Point-based annotation data
================================
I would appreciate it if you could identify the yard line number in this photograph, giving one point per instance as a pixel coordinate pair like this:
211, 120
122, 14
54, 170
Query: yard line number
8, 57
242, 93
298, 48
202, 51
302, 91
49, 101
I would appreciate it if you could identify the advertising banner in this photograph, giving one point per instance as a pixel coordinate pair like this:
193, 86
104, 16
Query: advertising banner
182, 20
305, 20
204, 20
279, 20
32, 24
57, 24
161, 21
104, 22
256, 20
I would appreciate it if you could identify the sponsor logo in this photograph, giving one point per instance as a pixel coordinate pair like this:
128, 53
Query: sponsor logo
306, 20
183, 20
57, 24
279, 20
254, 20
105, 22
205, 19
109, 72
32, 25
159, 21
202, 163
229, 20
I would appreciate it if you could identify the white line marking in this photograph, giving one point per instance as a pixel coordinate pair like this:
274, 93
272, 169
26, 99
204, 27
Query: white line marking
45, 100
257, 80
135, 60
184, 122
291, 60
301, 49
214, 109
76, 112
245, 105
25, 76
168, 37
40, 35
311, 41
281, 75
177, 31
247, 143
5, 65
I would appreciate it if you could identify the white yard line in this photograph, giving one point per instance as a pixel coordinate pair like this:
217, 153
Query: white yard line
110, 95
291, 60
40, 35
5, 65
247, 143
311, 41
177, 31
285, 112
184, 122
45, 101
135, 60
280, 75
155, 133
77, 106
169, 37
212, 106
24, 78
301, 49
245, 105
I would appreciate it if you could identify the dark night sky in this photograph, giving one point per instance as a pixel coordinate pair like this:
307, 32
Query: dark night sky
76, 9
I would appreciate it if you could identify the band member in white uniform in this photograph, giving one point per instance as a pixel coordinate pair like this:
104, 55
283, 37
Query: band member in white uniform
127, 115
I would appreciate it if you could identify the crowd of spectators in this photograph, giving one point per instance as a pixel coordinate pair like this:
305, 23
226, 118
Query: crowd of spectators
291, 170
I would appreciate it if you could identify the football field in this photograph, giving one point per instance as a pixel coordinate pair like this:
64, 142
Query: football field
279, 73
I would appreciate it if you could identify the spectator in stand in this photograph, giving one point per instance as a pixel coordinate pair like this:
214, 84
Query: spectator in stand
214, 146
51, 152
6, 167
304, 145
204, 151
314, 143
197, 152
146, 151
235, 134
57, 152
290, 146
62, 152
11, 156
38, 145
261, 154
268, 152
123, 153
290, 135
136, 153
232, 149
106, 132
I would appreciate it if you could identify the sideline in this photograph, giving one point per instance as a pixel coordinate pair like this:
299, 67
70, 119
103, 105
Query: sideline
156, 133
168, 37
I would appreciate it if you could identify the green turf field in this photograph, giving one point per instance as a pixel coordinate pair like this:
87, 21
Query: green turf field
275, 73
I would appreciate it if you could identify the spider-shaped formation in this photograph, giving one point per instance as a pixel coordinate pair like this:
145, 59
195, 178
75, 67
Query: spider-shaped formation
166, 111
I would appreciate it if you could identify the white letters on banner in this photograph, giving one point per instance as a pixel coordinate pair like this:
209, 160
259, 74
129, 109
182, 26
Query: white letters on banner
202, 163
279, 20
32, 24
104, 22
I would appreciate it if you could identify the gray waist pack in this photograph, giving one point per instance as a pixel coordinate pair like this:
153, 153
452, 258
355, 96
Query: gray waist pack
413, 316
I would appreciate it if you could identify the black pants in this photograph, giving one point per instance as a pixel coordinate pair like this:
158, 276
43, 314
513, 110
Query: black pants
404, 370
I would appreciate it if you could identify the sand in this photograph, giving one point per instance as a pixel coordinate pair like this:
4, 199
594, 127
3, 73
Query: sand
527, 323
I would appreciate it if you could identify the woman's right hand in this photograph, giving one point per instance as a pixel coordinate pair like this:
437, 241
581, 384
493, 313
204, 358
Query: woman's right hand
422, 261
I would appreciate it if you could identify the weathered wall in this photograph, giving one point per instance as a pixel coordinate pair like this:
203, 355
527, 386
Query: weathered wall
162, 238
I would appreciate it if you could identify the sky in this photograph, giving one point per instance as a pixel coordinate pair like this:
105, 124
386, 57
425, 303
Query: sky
================================
[REQUIREMENTS]:
Repeat the data verbatim.

[WRITTEN RESPONSE]:
I would appreciate it if you could identify the yard line number in this photograph, giving one point per instance as a pixel coordinate pair like this:
211, 120
122, 14
54, 170
Query: yard line number
8, 57
242, 93
298, 48
202, 51
302, 91
49, 101
I would appreciate it if you could identify the advertising banner in this photograph, giving one point per instance as a pixel coordinate pair like this:
193, 86
104, 16
Query: advertising banner
182, 20
305, 20
204, 20
279, 20
32, 24
57, 24
161, 21
104, 22
256, 20
I would appreciate it if you could identify the sponsor logo in this photograph, giving one point per instance as a pixel coordinate pair like this:
128, 53
Query: sponsor logo
306, 20
183, 20
57, 24
279, 20
254, 20
105, 22
205, 19
109, 72
32, 25
159, 21
202, 163
229, 20
I would appreciate it if you could identify the white line marking in this photograph, giving one point per instance as a pixel coordinate pair like this:
274, 93
272, 169
26, 99
204, 27
Query: white line marking
45, 100
257, 80
135, 60
184, 122
291, 60
301, 49
214, 109
76, 112
245, 105
25, 76
168, 37
40, 35
311, 41
281, 75
177, 31
247, 143
5, 65
I would appreciate it if you could identify the white yard line in this photograph, giving one point per instance as a pixel coordinate pair like this:
217, 153
Query: white yard line
110, 95
291, 60
40, 35
5, 65
247, 143
311, 41
177, 31
285, 112
184, 122
45, 101
135, 60
280, 75
155, 133
77, 106
169, 37
212, 106
24, 78
301, 49
245, 105
I would appreciate it if you could identify the dark night sky in this photograph, giving one point per instance as a pixel coordinate pair like this:
307, 32
Query: dark night sky
76, 9
I would appreciate it if you could identify the band member in white uniform in this photograph, giving one point per instance as a pixel coordinate pair like this:
104, 55
283, 37
Query: band member in white uniform
127, 115
I would appreciate it if you could identify the crowd of spectators in this photograph, giving one point per instance as a pixel coordinate pair like this:
305, 23
226, 118
Query: crowd of spectators
291, 170
I would appreciate it if you could identify the football field in this photograph, giving one point per instance as a pixel coordinate pair like this:
64, 142
Query: football field
279, 73
I would appreciate it if you could identify the spectator in stand in this photograph, giving one point per instance as a pixel coordinate pair like this:
214, 84
Query: spectator in stand
214, 146
51, 152
6, 167
304, 145
204, 151
314, 143
197, 152
146, 151
235, 134
57, 152
290, 146
62, 152
11, 156
38, 145
261, 154
268, 152
123, 153
290, 135
136, 153
232, 149
106, 132
I would appreciate it if you could identify the sideline in this photograph, giving one point per instance as a pixel coordinate pair like this:
299, 67
70, 119
103, 105
Query: sideline
156, 133
168, 37
I would appreciate it if you could identify the green turf field in this photograph, giving one point per instance as a pixel coordinate pair like this:
87, 21
Query: green turf field
275, 73
I would appreciate it if you could identify the spider-shaped formation in this photograph, giving one point per instance as a pixel coordinate pair like this:
145, 59
195, 178
75, 67
Query: spider-shaped formation
166, 111
I would appreciate it if you could identify the white letters on banner in this photograph, giving one point per instance as a pixel coordinate pair like this:
209, 160
259, 74
129, 109
182, 26
Query: white letters on banner
202, 163
279, 20
32, 24
104, 22
I would appreciate it if you could identify the gray waist pack in this photograph, giving one point per instance as a pixel coordinate pair like this:
153, 153
452, 258
355, 96
Query: gray waist pack
413, 316
I would appreciate it if you could identify the black pants in this photograph, giving one point per instance as a pixel coordinate pair like this:
158, 276
43, 314
513, 110
Query: black pants
404, 370
I would appreciate it if you could identify the sand in this photograph, giving one point per instance as a pixel coordinate pair like this:
4, 199
594, 127
3, 73
Query: sand
527, 323
I would appreciate it if you could identify the woman's right hand in this photograph, giving one point per instance as a pixel coordinate pair like this:
437, 241
581, 384
493, 313
204, 358
Query: woman's right hand
422, 261
I would appreciate it if you could identify the weathered wall in this photograph, giving one point per instance as a pixel coordinate pair like this:
203, 355
527, 386
Query: weathered wall
162, 238
I would appreciate it if you could identify the sky in this photograph, giving one point per instance as a pixel coordinate pair like this:
105, 124
386, 57
425, 303
Query: sky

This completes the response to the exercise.